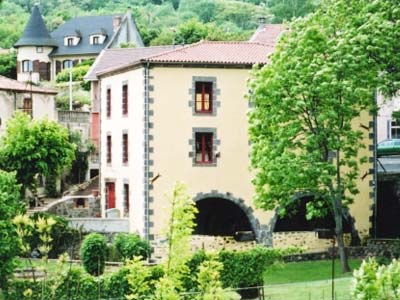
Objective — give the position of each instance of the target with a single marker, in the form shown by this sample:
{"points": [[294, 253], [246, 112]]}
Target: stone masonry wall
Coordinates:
{"points": [[203, 242], [304, 239], [69, 207]]}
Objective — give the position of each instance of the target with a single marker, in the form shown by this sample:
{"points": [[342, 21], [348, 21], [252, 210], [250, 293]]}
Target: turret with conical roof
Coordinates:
{"points": [[34, 47], [35, 33]]}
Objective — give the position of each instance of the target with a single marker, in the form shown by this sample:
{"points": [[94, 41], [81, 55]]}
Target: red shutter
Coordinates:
{"points": [[110, 194], [36, 66], [58, 67]]}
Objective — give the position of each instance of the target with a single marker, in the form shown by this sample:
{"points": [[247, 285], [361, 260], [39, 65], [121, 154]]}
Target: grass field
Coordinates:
{"points": [[308, 281]]}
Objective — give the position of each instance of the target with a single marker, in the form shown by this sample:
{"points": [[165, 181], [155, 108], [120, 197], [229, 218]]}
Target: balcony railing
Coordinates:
{"points": [[66, 116]]}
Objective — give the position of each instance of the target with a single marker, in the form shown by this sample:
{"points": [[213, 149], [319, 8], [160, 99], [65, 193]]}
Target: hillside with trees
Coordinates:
{"points": [[160, 21]]}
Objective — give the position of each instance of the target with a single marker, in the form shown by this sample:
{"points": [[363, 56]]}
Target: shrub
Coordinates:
{"points": [[94, 253], [189, 281], [63, 236], [246, 268], [113, 253], [372, 281], [130, 245], [21, 289]]}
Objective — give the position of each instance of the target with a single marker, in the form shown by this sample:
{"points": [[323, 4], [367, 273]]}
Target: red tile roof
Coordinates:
{"points": [[115, 58], [226, 53], [9, 84], [267, 33]]}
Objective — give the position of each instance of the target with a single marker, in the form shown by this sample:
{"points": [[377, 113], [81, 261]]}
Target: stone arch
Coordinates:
{"points": [[247, 210]]}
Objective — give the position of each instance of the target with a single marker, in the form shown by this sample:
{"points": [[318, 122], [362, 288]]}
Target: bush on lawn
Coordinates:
{"points": [[63, 236], [94, 253], [130, 245], [374, 281]]}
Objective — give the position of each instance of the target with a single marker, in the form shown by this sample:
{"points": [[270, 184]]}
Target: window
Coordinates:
{"points": [[395, 130], [67, 64], [27, 106], [125, 148], [108, 103], [109, 148], [203, 97], [27, 66], [126, 200], [125, 99], [110, 195], [204, 147]]}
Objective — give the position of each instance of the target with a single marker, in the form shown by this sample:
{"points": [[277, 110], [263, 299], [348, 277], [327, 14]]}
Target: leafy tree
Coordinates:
{"points": [[31, 147], [8, 65], [80, 165], [321, 78], [178, 233], [289, 9], [190, 32], [10, 206]]}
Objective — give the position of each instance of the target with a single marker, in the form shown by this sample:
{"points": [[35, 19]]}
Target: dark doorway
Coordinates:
{"points": [[296, 220], [388, 209], [220, 217]]}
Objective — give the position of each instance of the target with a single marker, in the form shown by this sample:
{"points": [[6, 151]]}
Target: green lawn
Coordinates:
{"points": [[307, 271], [308, 281]]}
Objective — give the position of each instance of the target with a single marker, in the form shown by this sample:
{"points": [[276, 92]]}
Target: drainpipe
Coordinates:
{"points": [[375, 166], [146, 151], [100, 119], [15, 101]]}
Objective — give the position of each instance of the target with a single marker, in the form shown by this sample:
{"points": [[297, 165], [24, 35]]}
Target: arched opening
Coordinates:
{"points": [[387, 221], [221, 217], [295, 219]]}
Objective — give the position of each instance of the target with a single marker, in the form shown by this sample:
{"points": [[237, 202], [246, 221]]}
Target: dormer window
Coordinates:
{"points": [[71, 40], [67, 64], [27, 66], [97, 39]]}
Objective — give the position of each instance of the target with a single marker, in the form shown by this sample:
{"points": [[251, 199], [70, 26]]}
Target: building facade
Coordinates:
{"points": [[42, 55], [181, 115], [35, 101]]}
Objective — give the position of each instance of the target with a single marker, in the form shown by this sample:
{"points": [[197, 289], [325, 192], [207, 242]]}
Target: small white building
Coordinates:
{"points": [[36, 101], [42, 55]]}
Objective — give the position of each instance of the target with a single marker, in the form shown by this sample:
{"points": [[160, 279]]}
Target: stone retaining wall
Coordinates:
{"points": [[203, 242], [100, 225], [76, 207], [303, 239]]}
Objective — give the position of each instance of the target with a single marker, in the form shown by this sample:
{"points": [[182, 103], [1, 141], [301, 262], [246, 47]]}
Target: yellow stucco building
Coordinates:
{"points": [[181, 114]]}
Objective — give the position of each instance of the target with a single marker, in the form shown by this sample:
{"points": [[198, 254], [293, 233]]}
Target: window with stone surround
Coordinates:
{"points": [[204, 142], [108, 102], [109, 149], [126, 200], [125, 99], [27, 66], [125, 149], [203, 97]]}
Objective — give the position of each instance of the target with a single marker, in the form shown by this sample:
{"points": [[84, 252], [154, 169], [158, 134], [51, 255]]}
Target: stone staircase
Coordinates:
{"points": [[42, 206], [83, 189]]}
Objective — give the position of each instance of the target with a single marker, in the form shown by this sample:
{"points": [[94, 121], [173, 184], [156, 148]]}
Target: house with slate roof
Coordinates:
{"points": [[181, 114], [42, 55], [36, 101]]}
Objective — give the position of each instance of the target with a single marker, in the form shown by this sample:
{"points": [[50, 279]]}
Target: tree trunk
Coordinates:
{"points": [[339, 238]]}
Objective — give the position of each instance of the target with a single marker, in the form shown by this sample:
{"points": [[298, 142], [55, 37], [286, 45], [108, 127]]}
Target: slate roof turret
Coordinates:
{"points": [[35, 33]]}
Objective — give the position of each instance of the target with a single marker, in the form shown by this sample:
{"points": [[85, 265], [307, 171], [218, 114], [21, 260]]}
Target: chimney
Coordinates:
{"points": [[261, 21], [116, 22]]}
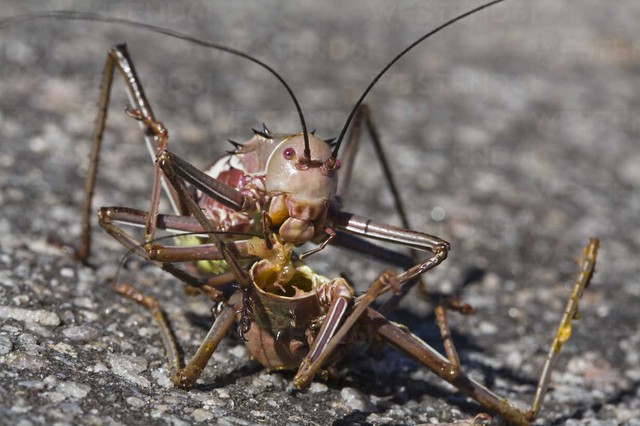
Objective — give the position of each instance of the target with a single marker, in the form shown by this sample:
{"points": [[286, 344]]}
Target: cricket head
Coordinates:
{"points": [[302, 188]]}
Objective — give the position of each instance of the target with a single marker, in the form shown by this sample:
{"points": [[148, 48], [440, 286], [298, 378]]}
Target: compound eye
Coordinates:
{"points": [[289, 153]]}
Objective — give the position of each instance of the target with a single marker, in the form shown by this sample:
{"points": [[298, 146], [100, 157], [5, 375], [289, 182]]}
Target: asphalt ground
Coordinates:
{"points": [[512, 134]]}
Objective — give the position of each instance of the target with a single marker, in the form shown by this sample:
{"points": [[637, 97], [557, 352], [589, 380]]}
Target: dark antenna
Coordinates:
{"points": [[95, 17], [334, 153]]}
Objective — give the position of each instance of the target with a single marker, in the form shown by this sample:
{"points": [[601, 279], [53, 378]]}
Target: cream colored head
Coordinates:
{"points": [[301, 190]]}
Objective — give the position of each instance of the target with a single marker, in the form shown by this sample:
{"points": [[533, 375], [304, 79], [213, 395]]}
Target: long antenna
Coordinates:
{"points": [[95, 17], [334, 153]]}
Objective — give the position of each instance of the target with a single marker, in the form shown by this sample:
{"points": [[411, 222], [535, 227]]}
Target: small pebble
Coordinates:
{"points": [[356, 400], [5, 344], [39, 316]]}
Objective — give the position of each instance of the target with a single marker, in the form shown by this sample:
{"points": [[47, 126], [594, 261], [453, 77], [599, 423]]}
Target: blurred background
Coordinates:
{"points": [[512, 134]]}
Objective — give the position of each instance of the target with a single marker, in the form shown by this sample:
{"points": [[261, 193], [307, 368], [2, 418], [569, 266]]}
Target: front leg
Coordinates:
{"points": [[361, 226]]}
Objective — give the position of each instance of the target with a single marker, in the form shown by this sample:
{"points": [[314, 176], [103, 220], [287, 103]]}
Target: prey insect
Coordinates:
{"points": [[283, 188]]}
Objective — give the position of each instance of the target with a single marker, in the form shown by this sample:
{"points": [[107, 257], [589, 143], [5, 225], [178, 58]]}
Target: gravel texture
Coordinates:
{"points": [[513, 135]]}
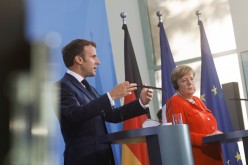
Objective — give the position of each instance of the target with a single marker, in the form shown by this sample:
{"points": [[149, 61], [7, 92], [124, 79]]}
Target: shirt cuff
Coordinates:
{"points": [[111, 100], [144, 106]]}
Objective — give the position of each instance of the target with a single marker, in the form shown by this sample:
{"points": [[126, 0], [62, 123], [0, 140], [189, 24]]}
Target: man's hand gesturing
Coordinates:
{"points": [[122, 90]]}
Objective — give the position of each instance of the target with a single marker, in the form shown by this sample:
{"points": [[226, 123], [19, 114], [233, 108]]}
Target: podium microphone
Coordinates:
{"points": [[163, 92]]}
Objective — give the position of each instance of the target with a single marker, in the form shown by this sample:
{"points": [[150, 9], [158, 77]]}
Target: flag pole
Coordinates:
{"points": [[198, 13], [123, 16], [159, 14]]}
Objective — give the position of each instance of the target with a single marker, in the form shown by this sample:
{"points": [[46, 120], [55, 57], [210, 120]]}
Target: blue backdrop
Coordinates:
{"points": [[57, 22]]}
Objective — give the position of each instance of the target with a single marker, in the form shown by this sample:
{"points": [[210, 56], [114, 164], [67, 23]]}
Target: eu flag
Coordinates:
{"points": [[167, 64], [213, 97]]}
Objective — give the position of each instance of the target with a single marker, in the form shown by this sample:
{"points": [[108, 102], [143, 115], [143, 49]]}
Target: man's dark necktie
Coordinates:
{"points": [[88, 87]]}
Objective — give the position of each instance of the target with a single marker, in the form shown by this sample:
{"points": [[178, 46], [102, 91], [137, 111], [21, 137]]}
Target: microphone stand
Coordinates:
{"points": [[163, 92]]}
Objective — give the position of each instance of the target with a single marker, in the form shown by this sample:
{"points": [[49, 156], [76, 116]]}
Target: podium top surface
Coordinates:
{"points": [[136, 135], [234, 136]]}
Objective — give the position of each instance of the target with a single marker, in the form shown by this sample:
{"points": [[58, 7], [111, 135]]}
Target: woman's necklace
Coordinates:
{"points": [[191, 100]]}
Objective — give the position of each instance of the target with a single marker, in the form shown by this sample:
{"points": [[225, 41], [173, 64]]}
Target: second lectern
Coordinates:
{"points": [[167, 144]]}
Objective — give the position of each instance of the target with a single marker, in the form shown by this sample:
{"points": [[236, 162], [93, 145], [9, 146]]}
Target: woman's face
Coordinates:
{"points": [[186, 85]]}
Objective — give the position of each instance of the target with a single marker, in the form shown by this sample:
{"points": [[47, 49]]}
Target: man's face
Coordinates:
{"points": [[90, 61]]}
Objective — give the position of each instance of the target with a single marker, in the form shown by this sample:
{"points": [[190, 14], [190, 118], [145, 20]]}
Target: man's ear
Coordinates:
{"points": [[78, 59]]}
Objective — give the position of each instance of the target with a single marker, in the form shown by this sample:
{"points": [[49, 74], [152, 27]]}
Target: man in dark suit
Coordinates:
{"points": [[83, 111]]}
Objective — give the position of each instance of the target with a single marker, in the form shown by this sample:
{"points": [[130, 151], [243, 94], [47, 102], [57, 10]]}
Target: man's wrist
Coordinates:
{"points": [[111, 100], [144, 106]]}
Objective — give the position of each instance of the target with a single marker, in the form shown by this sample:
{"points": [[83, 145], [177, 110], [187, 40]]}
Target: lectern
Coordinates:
{"points": [[230, 137], [167, 144]]}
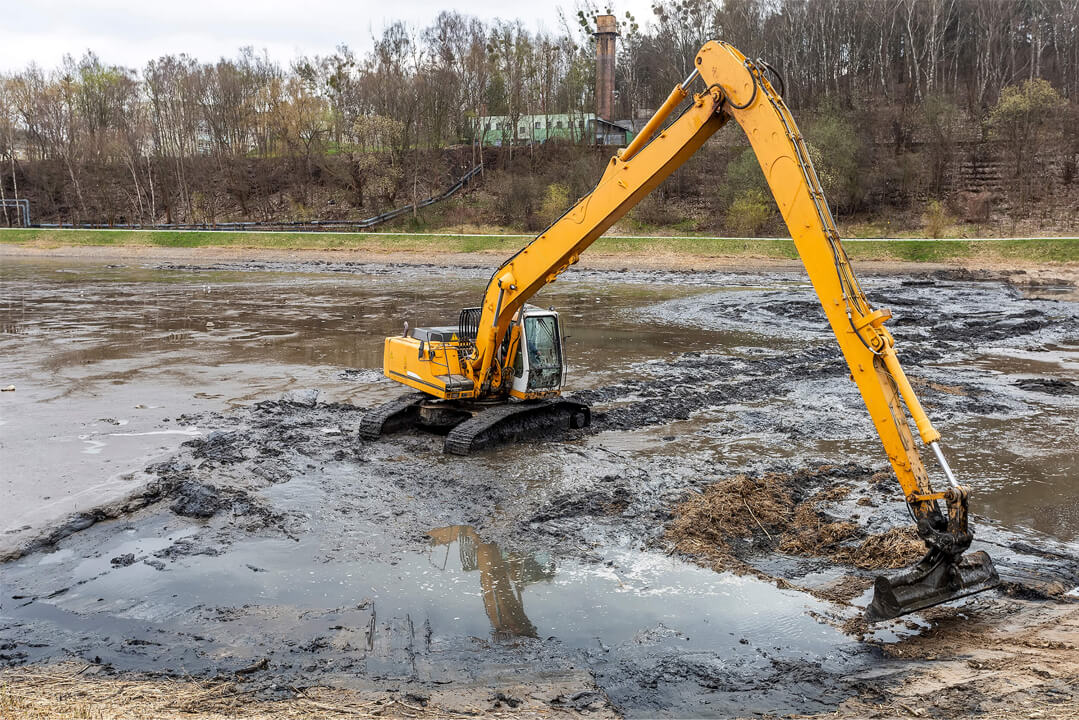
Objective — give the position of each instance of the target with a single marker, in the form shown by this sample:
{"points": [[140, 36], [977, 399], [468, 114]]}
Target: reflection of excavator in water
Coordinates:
{"points": [[501, 578], [500, 371]]}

*What to produce*
Count the lines in the data above that contain the string "woman", matching case exactly, and reply with that number alone.

*Exercise solution*
2